- _Work to complete_: Convert each line of the records below into a JSON array of strings, with one string per line and no entries for blank lines.

- _Saved entries_:
·····
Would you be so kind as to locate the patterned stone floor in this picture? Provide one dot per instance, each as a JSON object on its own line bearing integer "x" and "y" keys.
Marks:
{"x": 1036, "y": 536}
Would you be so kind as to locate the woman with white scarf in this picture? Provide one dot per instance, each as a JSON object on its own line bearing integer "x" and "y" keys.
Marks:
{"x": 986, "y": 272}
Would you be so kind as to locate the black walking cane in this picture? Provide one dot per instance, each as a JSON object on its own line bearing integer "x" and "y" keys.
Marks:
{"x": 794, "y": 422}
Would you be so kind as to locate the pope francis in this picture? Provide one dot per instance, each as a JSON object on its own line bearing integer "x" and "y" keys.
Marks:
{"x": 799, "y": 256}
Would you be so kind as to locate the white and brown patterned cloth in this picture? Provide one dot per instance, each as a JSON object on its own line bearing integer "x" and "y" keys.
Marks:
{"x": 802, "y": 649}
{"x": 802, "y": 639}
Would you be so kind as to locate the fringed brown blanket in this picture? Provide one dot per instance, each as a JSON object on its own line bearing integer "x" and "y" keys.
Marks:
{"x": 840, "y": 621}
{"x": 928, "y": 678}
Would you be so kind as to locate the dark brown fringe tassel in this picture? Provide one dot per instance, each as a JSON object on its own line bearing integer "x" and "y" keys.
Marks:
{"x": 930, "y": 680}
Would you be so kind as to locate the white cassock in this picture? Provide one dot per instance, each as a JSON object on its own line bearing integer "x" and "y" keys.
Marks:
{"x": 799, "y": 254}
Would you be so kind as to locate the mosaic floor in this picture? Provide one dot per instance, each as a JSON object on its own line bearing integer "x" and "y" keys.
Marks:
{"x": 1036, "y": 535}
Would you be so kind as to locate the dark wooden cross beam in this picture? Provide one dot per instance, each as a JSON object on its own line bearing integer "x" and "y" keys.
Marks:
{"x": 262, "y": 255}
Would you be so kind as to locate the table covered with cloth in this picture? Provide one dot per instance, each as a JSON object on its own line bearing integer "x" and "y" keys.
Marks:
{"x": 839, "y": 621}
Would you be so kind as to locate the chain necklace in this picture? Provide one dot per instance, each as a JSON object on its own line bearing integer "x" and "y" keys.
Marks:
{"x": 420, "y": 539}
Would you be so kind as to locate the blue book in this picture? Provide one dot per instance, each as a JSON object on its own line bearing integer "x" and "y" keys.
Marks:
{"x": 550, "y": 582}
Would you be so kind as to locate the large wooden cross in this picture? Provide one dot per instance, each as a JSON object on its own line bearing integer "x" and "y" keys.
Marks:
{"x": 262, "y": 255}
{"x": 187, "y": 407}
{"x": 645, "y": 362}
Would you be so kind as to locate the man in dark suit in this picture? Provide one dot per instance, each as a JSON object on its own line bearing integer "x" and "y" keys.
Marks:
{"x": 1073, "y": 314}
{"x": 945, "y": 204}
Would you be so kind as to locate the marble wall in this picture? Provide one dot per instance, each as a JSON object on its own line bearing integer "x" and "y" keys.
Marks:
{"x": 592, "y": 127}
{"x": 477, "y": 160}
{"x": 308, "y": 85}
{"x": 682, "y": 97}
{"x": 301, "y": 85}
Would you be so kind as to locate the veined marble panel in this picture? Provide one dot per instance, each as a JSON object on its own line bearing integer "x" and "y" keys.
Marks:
·····
- _Solution_:
[
  "Would you be so kind as to locate the patterned stone floor in this picture? Provide one dot per instance, each as a JSON object on its own line bearing integer \"x\" and \"y\" keys.",
  "Marks:",
  "{\"x\": 1036, \"y\": 536}",
  "Would you be so kind as to locate the woman with white scarf in this picture? Provide one dot per instance, each as a JSON object on its own line bearing integer \"x\" and \"y\" keys.",
  "Marks:",
  "{\"x\": 986, \"y\": 272}",
  "Would you be so kind as to locate the black walking cane in this picture? Provide one dot per instance, each as a JSON object on its own line bearing integer \"x\" and \"y\" keys.",
  "Marks:",
  "{\"x\": 794, \"y\": 422}",
  "Would you be so kind as to locate the pope francis in this picture? Provide one dot per instance, each as a JSON object on its own line bearing integer \"x\" and \"y\" keys.",
  "Marks:",
  "{\"x\": 799, \"y\": 256}",
  "Would you be so kind as to locate the white and brown patterned cloth in this picture? Provide one dot per instance, each as a JSON object on its own line bearing integer \"x\" and \"y\" keys.",
  "Marks:",
  "{\"x\": 802, \"y\": 649}",
  "{\"x\": 802, \"y\": 639}",
  "Would you be so kind as to locate the fringed brown blanket in this picture? Provide one dot per instance, each as a JSON object on its own line bearing integer \"x\" and \"y\" keys.",
  "Marks:",
  "{\"x\": 840, \"y\": 621}",
  "{\"x\": 928, \"y\": 678}",
  "Would you be so kind as to locate the dark brown fringe tassel in this picture? Provide one dot per instance, each as a JSON object on its own line bearing integer \"x\" and \"y\" keys.",
  "Marks:",
  "{\"x\": 930, \"y\": 680}",
  "Would you be so kind as to locate the white cassock in this picture? Provide one dot per instance, each as a JSON object on its own line bearing integer \"x\" and \"y\" keys.",
  "Marks:",
  "{\"x\": 799, \"y\": 254}",
  "Would you be so kind as to locate the mosaic floor in this picture? Provide one dot per instance, each as a JSON object on its own line bearing integer \"x\" and \"y\" keys.",
  "Marks:",
  "{\"x\": 1036, \"y\": 535}",
  "Would you be so kind as to locate the dark wooden cross beam in this picture? Provide one dot per instance, each as a JSON object on its own line bearing integer \"x\" and \"y\" keys.",
  "Marks:",
  "{\"x\": 262, \"y\": 255}",
  "Would you be so kind as to locate the table covered with cloth in this picture? Provide one dot per instance, each as a JSON object on its own line bearing integer \"x\" and \"y\" keys.",
  "Marks:",
  "{\"x\": 839, \"y\": 621}",
  "Would you be so kind as to locate the chain necklace in this picture? Provide one dot per instance, each as a JSON object on its own line bearing integer \"x\" and \"y\" keys.",
  "Marks:",
  "{\"x\": 420, \"y\": 539}",
  "Would you be so kind as to locate the blue book in this picture? Provide one dot per instance, each as a JSON object on its own line bearing integer \"x\" and \"y\" keys.",
  "Marks:",
  "{\"x\": 550, \"y\": 582}",
  "Would you be so kind as to locate the large wooden cross in this picture? Provide one dot per instance, each as a JSON object on its own line bearing integer \"x\" and \"y\" keys.",
  "Marks:",
  "{\"x\": 262, \"y\": 255}",
  "{\"x\": 187, \"y\": 407}",
  "{\"x\": 645, \"y\": 362}",
  "Would you be so kind as to locate the man in dark suit in this picture? Provide one dot per instance, each as a JSON object on its own line bearing integer \"x\" and \"y\" keys.",
  "Marks:",
  "{\"x\": 1073, \"y\": 314}",
  "{\"x\": 945, \"y\": 204}",
  "Would you be so kind as to locate the marble wall in this picture? Provide one dot per instance, each as a JSON object on its own line bearing integer \"x\" and \"y\" keys.",
  "Marks:",
  "{\"x\": 592, \"y\": 127}",
  "{\"x\": 477, \"y\": 160}",
  "{\"x\": 308, \"y\": 85}",
  "{\"x\": 682, \"y\": 97}",
  "{\"x\": 301, \"y\": 85}",
  "Would you be so kind as to locate the veined marble panel in this picture? Provide one dot per instance, each as a JSON object on its own line bearing integer \"x\" and \"y\" keys.",
  "Marks:"
]